***** PAGE EXCERPT
I had the opportunity to sit and talk with a young woman who works with my husband on the sales floor at Target.  We enjoyed a supremely candid discussion.

It all began when Bruce called to let me know that a female co-worker was driving him home.  He calls me every time he accepts a ride from a woman.  He says it is the “proper” thing to do.  Either he knows that I greatly appreciate this sign of respect or he fears a jealousy he has never seen in me.  In either case, I appreciate his honesty. 

After a meet and greet at the door with our happy-friendly Basset hound, I enjoyed a two-hour conversation with this young lady (she’s under 30 years old and married). 

I always enjoy hearing other people describe their affinity for my husband.  As with most people, she was at first put off by his gruff voice, his biting sarcasm and his obvious physical limitations.  She admitted that she had originally thought that he was not only mean because of his physical disability, but she thought he could possibly be mentally challenged as well.

Interaction and time have shown her otherwise.  She admitted that getting to know my husband has given her patience.  I laughed and shared my own personal experience with that phenomenon.  To be actively compassionate with a disabled person requires patience, deliberate self-control and intentional listening.  These are not prevalent skills in 21st Century America.  The by-product of acquiring those skills is increased patience.

She learned, as I once did, that behind his language deficit was an intelligent man eager, anxious and brusquely trying to progress.  It translates to “mean”, “gruff” or “angry” to the casual observer. 

As we all interacted she began to notice a difference in the way that I communicate with Bruce.  Being an incredibly astute young lady, she noticed that there was distinct tone of respect and consideration in my language with him.   She was so taken that she actually remarked, “I love the way you said that.  That is so much more respectful that what I would have said.”

I then took the opportunity to explain the premise behind my cards, “The Respect Dare” and the challenge for wives to model their marriages after the pattern established in God’s word.   She remarked that she isn’t “religious”.

But, undaunted, I told her that a wife does not need to be “religious” to follow God’s word about respecting her husband.


My Husband's Love 
I have been pondering that little piece of our conversation for hours.  Was it inspiration or folly - that tidbit that "just popped out" of my mouth?
**********
***** EXCERPTED DATA
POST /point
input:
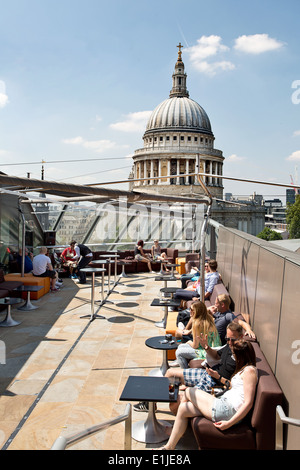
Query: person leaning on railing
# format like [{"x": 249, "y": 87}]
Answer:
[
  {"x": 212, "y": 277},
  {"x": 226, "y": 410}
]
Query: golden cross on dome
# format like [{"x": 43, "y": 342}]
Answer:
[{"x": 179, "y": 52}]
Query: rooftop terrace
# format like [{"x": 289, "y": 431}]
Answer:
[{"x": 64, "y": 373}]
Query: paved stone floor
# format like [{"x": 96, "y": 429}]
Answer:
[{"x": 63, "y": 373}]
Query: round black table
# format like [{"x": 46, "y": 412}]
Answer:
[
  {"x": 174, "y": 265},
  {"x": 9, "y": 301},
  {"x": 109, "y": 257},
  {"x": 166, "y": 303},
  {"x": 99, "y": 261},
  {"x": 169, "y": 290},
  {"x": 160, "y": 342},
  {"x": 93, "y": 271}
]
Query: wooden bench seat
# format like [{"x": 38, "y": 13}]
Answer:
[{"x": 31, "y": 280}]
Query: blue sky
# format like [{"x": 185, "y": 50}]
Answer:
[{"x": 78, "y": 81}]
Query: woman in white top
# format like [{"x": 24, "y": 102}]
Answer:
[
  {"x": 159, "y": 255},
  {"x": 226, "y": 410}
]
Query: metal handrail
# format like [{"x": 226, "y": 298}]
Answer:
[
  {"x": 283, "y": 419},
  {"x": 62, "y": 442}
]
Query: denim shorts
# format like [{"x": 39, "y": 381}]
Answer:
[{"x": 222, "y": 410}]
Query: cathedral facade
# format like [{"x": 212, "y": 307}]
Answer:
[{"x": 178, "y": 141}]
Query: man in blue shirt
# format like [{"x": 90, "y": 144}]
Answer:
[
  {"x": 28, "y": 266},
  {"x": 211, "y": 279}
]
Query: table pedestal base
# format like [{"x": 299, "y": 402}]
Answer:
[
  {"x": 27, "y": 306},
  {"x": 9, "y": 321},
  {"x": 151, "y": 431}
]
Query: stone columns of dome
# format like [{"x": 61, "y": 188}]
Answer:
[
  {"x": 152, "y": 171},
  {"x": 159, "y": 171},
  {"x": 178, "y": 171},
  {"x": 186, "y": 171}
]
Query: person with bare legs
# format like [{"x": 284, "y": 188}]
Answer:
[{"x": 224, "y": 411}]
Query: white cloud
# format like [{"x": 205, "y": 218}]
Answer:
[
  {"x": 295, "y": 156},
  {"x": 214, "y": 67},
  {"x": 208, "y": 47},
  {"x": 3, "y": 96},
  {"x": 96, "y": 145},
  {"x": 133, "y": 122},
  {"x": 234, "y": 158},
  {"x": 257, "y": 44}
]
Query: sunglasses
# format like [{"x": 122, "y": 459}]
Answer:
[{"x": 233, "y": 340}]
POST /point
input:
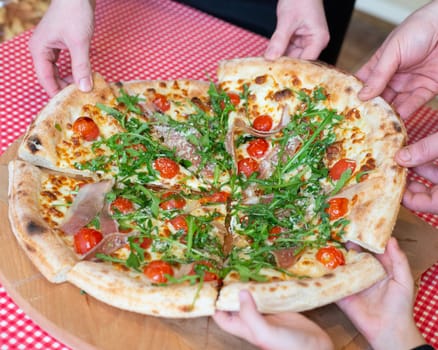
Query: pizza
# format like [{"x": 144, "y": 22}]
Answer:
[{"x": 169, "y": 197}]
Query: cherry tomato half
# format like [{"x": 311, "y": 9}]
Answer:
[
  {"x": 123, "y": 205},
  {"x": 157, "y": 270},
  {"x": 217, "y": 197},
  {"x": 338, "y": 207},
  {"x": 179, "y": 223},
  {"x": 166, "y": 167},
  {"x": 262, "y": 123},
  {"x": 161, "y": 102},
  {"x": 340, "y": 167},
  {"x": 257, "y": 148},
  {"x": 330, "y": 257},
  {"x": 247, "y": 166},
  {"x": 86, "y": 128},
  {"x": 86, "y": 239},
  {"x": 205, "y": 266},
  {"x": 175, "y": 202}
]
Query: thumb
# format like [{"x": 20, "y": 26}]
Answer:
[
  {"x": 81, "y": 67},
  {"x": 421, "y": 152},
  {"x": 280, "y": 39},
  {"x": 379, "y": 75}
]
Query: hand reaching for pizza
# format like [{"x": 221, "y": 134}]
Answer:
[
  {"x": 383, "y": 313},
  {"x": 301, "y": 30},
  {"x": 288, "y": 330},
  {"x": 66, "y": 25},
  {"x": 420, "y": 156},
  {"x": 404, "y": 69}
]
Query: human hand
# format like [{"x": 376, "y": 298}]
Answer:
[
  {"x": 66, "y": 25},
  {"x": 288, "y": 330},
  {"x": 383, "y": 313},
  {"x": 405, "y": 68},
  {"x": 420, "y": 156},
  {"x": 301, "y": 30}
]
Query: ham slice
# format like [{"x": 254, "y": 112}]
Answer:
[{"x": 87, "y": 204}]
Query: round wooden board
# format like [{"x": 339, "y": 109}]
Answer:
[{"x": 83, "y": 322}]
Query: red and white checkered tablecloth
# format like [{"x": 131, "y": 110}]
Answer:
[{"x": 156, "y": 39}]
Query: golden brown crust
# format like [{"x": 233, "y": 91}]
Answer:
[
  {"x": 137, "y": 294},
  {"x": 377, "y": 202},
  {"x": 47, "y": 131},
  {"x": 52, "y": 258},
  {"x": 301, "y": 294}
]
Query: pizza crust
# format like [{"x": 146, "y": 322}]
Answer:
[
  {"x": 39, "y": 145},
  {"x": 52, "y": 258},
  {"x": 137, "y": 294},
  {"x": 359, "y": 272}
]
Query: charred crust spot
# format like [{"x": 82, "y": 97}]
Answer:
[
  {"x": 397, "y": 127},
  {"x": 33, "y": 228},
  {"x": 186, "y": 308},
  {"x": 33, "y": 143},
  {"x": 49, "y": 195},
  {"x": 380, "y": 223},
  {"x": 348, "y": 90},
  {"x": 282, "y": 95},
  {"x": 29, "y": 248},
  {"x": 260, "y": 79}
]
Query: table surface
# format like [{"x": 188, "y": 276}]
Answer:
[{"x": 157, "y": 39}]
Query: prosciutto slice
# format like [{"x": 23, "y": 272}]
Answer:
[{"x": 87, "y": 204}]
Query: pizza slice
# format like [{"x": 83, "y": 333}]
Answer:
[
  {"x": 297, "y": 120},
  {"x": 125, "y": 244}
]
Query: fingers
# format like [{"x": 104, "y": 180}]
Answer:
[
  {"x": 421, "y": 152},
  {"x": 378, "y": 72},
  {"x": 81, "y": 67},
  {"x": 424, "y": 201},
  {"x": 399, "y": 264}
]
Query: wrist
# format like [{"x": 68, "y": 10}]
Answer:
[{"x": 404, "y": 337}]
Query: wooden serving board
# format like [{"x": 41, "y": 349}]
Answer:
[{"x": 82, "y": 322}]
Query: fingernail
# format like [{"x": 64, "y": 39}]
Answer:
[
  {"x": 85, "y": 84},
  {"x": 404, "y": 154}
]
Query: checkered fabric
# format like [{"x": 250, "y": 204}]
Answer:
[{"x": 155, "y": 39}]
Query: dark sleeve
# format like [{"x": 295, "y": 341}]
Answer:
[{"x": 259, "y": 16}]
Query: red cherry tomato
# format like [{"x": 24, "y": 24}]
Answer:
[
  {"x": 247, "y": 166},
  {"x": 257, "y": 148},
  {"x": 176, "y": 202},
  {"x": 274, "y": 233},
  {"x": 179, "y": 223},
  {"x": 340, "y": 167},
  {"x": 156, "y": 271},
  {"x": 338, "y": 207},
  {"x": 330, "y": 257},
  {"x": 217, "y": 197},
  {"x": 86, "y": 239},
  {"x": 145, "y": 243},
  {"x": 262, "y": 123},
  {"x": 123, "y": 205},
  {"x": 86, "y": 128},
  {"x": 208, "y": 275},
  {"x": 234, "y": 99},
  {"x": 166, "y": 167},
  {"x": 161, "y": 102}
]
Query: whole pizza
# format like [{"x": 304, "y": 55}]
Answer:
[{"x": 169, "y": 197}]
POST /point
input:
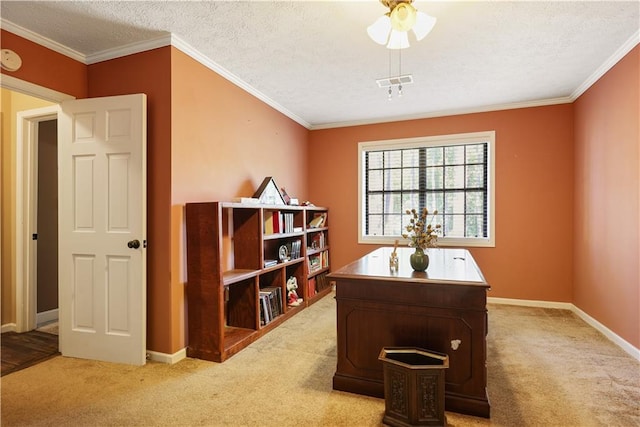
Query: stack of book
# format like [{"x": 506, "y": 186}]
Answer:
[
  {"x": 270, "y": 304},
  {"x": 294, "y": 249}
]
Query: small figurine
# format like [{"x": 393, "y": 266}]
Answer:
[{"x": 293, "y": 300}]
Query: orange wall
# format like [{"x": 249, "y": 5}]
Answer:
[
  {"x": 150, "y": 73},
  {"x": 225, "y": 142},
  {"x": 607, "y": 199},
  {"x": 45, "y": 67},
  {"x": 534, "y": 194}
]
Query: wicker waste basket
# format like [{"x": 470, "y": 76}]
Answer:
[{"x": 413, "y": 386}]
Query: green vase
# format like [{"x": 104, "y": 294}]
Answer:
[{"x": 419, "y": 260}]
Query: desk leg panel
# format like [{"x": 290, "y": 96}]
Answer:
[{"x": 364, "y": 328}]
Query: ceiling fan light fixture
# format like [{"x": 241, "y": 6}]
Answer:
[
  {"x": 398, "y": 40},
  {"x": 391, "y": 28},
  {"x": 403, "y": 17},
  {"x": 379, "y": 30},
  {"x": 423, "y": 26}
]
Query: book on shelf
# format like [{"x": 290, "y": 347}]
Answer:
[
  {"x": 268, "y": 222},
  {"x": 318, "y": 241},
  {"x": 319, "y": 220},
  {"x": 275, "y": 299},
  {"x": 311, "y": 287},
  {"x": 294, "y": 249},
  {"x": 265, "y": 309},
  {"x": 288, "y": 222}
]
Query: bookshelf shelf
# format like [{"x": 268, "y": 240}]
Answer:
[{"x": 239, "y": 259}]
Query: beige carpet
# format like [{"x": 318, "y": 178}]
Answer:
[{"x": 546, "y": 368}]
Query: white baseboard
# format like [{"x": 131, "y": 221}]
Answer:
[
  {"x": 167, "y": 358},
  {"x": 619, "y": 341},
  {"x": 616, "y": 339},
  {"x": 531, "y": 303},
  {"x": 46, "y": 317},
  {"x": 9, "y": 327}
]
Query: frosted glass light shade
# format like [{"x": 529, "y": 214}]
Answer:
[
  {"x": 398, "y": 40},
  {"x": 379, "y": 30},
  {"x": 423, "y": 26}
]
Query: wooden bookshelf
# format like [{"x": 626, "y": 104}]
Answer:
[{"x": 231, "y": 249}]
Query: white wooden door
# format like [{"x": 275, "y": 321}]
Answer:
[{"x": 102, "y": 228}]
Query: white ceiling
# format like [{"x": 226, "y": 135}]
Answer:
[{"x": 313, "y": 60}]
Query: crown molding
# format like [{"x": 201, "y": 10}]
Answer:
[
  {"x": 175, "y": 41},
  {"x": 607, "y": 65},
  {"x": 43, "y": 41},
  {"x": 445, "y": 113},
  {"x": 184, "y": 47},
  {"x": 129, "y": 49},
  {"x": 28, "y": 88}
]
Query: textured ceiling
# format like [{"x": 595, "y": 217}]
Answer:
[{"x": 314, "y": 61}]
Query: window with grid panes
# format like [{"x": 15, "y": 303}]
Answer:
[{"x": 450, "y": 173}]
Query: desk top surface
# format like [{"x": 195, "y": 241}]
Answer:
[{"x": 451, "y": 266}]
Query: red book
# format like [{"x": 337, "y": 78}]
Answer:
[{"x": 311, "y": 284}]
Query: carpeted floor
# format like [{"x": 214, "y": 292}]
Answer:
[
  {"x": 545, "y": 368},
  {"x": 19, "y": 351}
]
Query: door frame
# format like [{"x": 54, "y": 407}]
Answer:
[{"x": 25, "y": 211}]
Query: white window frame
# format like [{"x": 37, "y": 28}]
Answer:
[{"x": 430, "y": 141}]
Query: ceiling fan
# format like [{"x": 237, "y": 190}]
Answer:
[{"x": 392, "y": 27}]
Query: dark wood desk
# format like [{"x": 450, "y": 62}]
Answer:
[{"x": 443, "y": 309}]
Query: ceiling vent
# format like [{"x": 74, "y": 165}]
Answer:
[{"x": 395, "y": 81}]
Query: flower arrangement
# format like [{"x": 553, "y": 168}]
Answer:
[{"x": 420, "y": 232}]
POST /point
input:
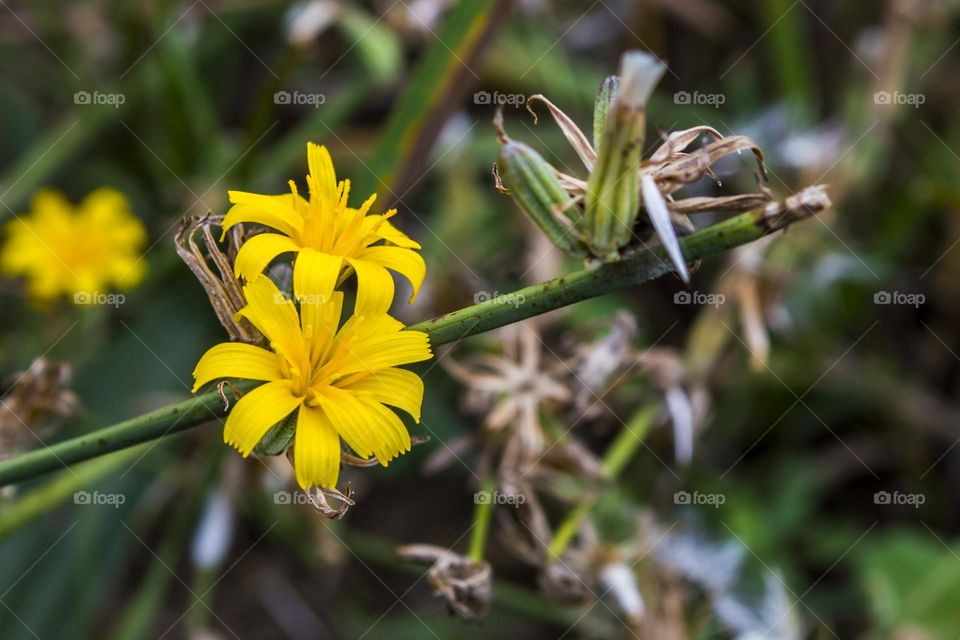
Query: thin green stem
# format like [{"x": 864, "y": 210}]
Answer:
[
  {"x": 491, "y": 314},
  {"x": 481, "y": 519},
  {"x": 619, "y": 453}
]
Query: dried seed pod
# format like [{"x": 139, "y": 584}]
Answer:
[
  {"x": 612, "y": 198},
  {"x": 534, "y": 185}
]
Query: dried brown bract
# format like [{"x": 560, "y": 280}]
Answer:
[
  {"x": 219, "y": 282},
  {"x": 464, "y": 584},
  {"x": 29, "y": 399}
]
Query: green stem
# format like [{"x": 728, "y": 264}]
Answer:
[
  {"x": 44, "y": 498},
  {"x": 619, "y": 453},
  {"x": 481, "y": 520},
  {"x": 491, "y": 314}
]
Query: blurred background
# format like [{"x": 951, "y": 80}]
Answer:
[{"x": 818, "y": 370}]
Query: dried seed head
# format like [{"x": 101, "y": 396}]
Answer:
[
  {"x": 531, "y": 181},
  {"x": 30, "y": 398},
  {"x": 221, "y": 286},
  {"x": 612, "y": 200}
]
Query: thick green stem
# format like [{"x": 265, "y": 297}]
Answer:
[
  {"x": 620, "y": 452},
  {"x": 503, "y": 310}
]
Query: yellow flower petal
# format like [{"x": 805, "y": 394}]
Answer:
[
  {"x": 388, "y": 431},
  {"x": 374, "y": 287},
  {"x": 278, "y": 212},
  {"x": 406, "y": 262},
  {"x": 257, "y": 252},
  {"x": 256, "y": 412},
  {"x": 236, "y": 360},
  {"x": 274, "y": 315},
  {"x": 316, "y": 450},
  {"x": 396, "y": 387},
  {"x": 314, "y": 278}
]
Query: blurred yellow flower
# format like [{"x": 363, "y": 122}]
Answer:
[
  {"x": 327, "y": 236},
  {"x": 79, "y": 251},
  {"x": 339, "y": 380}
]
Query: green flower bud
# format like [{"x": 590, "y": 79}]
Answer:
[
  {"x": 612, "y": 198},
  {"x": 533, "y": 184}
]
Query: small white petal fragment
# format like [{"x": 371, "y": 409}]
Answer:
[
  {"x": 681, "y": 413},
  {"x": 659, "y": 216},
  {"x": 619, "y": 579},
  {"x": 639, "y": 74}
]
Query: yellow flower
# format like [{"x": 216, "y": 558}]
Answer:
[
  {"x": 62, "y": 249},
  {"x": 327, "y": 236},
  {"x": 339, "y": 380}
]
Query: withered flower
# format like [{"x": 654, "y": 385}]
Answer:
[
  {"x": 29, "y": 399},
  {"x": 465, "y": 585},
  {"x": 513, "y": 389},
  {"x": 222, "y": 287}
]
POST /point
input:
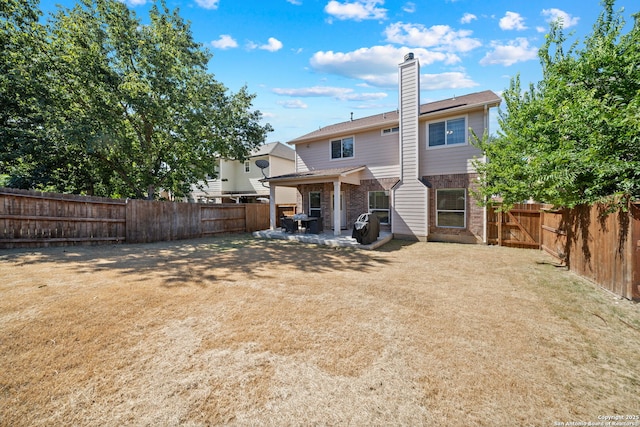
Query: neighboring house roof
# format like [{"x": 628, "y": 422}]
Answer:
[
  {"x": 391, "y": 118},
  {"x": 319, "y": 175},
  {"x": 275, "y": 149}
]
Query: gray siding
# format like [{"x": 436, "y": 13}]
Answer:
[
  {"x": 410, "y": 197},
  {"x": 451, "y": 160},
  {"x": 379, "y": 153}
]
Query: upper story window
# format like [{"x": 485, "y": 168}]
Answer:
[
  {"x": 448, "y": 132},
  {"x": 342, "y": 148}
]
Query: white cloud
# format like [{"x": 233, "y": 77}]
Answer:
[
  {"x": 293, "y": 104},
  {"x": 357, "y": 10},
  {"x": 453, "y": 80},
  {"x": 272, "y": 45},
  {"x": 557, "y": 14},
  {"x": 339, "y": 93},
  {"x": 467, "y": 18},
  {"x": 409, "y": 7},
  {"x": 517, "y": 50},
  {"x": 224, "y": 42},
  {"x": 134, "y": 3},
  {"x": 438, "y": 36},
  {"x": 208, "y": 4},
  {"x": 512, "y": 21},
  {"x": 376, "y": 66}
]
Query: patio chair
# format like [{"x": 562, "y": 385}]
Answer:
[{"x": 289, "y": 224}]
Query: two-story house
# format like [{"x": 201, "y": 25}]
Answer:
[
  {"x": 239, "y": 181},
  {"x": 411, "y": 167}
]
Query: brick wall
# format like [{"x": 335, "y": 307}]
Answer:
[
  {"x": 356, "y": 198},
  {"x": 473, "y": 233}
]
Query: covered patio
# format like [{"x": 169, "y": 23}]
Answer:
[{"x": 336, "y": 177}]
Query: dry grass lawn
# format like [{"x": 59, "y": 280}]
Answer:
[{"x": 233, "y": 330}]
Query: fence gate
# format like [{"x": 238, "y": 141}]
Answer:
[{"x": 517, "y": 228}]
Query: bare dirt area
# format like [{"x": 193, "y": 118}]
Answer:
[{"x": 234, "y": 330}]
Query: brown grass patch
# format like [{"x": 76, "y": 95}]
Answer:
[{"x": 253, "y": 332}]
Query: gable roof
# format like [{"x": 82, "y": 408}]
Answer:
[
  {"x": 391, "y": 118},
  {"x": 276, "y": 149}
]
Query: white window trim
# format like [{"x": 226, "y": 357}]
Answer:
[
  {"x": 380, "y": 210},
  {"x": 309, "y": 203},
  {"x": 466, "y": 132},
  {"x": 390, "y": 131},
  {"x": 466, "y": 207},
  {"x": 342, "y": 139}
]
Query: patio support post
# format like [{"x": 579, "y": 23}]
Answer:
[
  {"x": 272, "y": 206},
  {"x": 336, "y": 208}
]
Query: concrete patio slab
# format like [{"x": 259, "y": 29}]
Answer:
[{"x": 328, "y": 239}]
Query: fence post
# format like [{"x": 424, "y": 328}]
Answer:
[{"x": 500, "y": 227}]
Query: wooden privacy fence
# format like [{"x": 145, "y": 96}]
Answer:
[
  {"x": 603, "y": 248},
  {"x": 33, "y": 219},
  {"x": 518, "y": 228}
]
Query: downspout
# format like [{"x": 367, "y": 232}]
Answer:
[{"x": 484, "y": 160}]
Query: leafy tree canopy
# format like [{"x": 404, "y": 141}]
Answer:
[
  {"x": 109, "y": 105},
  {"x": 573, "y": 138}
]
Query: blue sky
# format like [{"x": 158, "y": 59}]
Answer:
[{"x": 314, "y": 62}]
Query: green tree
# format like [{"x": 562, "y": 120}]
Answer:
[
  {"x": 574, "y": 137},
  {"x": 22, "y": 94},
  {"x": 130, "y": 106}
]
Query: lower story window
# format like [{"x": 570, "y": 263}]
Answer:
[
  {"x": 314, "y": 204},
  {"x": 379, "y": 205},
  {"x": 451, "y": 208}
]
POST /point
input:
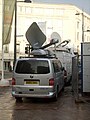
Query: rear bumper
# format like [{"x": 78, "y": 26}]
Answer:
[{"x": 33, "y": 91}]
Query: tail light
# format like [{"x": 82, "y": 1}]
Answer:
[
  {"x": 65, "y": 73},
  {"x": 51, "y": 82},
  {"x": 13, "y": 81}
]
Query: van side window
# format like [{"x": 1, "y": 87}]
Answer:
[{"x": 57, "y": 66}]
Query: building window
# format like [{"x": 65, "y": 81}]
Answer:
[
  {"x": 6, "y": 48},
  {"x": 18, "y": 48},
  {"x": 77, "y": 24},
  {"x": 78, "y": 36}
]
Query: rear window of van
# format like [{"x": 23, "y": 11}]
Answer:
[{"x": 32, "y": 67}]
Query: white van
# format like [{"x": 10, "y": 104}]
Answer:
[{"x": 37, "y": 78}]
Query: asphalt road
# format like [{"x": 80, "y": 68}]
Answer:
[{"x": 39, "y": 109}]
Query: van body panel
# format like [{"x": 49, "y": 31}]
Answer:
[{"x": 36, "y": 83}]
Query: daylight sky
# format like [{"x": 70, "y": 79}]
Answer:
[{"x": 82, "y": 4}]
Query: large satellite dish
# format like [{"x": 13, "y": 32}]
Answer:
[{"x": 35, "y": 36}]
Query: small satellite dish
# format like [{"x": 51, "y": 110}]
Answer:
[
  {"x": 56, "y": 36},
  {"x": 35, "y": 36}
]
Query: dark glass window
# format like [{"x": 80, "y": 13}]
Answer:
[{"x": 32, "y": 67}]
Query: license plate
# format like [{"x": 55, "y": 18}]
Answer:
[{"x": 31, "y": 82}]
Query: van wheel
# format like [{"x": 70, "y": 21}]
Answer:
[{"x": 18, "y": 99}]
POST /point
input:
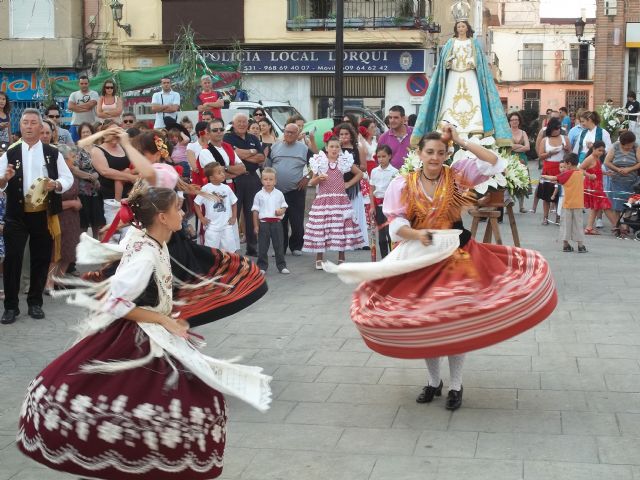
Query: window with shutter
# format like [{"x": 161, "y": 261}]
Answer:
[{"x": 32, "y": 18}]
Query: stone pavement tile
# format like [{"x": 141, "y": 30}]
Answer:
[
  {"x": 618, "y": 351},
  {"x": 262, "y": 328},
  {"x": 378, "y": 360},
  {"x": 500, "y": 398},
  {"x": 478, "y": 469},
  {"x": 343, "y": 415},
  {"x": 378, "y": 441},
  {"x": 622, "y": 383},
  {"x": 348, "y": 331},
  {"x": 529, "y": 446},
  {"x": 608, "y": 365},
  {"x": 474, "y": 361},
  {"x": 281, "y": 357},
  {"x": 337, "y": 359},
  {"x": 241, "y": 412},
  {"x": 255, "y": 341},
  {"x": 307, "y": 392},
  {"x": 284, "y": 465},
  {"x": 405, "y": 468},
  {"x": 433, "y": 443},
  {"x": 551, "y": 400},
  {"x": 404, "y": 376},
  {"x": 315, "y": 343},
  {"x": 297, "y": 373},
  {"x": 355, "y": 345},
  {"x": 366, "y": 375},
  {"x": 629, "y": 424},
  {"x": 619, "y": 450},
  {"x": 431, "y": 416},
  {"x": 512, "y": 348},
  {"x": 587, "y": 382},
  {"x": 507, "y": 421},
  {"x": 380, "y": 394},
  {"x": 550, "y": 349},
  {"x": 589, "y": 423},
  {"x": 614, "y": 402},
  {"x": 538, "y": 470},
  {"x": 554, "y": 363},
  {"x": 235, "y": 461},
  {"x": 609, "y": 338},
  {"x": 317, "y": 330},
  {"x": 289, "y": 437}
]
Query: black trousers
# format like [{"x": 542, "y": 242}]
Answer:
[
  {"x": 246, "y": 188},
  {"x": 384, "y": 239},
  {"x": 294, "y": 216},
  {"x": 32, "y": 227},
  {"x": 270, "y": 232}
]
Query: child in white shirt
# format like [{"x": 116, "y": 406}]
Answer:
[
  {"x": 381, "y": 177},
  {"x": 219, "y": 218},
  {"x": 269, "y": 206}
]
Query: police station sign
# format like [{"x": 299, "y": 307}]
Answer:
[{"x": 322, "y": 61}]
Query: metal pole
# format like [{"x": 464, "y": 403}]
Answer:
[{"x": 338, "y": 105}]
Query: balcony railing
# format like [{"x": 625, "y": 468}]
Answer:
**********
» **TASKS TO PERFORM**
1) For the post about the conversation with Bruce's co-worker, mark each of the following statements yes or no and quote the words that settle it: (a) The co-worker is over 30 years old. (b) Bruce calls his wife each time a woman gives him a ride. (c) The conversation with the co-worker lasted three hours.
2) Write the next few sentences of the post about the conversation with Bruce's co-worker, continuing after its final sentence.
The stored data is separate material, unrelated to the post about the conversation with Bruce's co-worker.

» **TASK ANSWERS**
1)
(a) No: "she’s under 30 years old and married"
(b) Yes: "He calls me every time he accepts a ride from a woman."
(c) No: "I enjoyed a two-hour conversation with this young lady"

2)
Bruce was raised Jewish.  He turned his back on that religion after his mother died when he was fifteen.  I don’t even know if he knew how to pray when he woke from his stroke.   

But, I do know that my husband did not have to be “religious” to follow God’s word and receive a miracle in his life. 

Some time after his stroke, when the world was still fuzzy and voices sounded like the teacher in Charlie Brown’s classroom, Bruce was feeling very alone.  Without language and without voice Bruce cried out for someone to understand him.  

A loving God heard him.  In his heart, Bruce “heard” a voice of encouragement.  The voice firmly and repeatedly told him what to do.  Bruce began to stand.  Six months later, he banished fear along with his wheelchair and walked again.  He continued to listen to the still, small voice that warmed his heart and he soon discarded the cane.  

My husband ignored the myths that stroke survivors have a limited window for recovery.  When I met him in 2001 he could use about 100 words in conversation.  He now has thousands of words at his disposal and his vocabulary increases every day. 

After talking to his friend from work, I puzzled about her fear of following God's word when she was not "religious".  I likened my his experience to that of hers and of other marriages in need of strengthening – marriages in need of healing – or marriages simply in need of growth.


I wanted to call the young lady and tell her that following God's word should not be limited by society's myths and fears about religion.

It led me to reword the quote that I used in opening this post, just a bit.
“ . . . society's accumulated myths and fears about religion and God's word are as handicapping as are the eternal limitations that flow from spiritual deprivation.”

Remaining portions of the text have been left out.